Extract provided »
Ismaili centre for west

十一月 25, 1994

The Aga Khan University is to open an institute dedicated to the study of Islamic civilisations in an attempt to counter prejudice in the face of the spread of fundamentalism.

The institute, to be based in the west, is part of the Pakistan-based university's plan to become international, with outposts in Canada, East Africa and elswhere.

Opened ten years ago in Karachi with a personal endowment from the Aga Khan, who is its chancellor and spiritual leader of the world's Ismaili community, the private university has established itself as a teaching hospital offering first world health care in a third world country.

It has also led to the introduction of degree-level nurse education in Pakistan and has launched a school-based in-service teacher education programme to improve standards in the country's schools.

Supplied records »

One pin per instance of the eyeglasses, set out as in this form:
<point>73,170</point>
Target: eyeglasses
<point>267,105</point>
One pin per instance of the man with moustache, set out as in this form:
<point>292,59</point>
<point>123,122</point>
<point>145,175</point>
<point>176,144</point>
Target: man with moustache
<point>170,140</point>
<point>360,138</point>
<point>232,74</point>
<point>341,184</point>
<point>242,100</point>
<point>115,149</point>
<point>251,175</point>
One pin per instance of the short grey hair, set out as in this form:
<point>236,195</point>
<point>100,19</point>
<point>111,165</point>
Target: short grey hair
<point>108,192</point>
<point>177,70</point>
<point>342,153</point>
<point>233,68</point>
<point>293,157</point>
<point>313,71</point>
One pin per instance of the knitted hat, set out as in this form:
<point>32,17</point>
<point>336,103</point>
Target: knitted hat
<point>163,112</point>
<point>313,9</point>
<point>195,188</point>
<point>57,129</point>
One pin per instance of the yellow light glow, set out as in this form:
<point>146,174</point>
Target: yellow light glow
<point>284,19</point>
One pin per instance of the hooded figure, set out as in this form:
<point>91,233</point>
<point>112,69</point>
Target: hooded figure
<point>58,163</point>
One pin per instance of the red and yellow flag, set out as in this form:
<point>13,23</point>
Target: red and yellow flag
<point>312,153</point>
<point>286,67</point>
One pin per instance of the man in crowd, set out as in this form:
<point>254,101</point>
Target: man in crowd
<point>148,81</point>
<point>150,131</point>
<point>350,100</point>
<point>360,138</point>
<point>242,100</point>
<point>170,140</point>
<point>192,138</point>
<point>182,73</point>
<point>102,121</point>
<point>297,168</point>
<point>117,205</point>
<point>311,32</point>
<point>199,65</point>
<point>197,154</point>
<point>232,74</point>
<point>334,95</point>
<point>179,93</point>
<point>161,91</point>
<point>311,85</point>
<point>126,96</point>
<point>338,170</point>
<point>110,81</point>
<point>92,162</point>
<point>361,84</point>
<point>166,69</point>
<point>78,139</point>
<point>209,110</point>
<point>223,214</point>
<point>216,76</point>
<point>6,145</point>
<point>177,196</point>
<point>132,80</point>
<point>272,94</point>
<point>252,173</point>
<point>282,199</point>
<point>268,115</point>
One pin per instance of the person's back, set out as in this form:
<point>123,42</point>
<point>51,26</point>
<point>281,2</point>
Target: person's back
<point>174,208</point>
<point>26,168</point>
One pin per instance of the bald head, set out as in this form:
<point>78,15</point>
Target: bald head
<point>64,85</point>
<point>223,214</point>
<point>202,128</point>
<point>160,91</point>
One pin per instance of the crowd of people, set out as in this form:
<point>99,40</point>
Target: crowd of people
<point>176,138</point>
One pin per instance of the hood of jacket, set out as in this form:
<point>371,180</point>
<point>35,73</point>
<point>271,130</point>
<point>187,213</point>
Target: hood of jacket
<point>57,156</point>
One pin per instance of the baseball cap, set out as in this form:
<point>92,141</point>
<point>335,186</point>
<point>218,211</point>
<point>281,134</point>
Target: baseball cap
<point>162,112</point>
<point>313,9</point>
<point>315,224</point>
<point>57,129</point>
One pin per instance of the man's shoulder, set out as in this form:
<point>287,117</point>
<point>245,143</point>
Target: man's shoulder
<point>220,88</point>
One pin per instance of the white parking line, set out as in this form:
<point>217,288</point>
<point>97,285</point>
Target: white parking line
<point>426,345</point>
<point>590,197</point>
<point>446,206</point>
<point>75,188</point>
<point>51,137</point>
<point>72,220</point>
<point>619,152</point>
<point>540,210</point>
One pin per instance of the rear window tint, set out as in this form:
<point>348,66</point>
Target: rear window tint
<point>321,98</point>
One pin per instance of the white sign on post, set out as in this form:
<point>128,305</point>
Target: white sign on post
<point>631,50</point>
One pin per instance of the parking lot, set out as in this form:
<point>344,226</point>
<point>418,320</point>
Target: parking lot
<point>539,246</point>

Actions to take »
A) Answer these questions from the article on the Aga Khan University, one line each:
(i) Where will the new institute be based?
(ii) In which city was the university opened?
(iii) What level of nurse education did the university introduce in Pakistan?
B) Decide whether each statement agrees with the article on the Aga Khan University, and quote the words of the article that settle it.
(i) The university was opened twenty years ago.
(ii) The Aga Khan serves as the university's chancellor.
(iii) The university is a state institution.
C) Pick up the article on the Aga Khan University after its final sentence and carry it on.

Written answers »
A)
(i) In the west.
(ii) Karachi.
(iii) Degree-level.

B)
(i) No: "Opened ten years ago in Karachi"
(ii) Yes: "the Aga Khan, who is its chancellor"
(iii) No: "the private university"

C)
Speaking at the institution's tenth anniversary convocation, the Aga Khan recalled the role of Islamic scholars in developing medieval universities from Cairo to Andalusia. But he added: "Activist Islamic movements have voiced their principled opposition to the western world, its values and personal behaviour. The antipathy of militant Islamic movements to forms of government in Moslem countries built on western models has been profound. But the need for enlightened expression of what it means to be a Moslem in the 21st century will be, if anything, increased.

"A Moslem university could usefully counter some of the stymieing tendencies that have appeared in the last years by emphasising more enlightened and tolerant conceptions that from our beginning have been mainsprings of Moslem culture and world outlook."

A commission set up by the Aga Khan to examine how the university should develop over the next 25 years recommended siting an institute in a western capital as a priority. London is a possible location.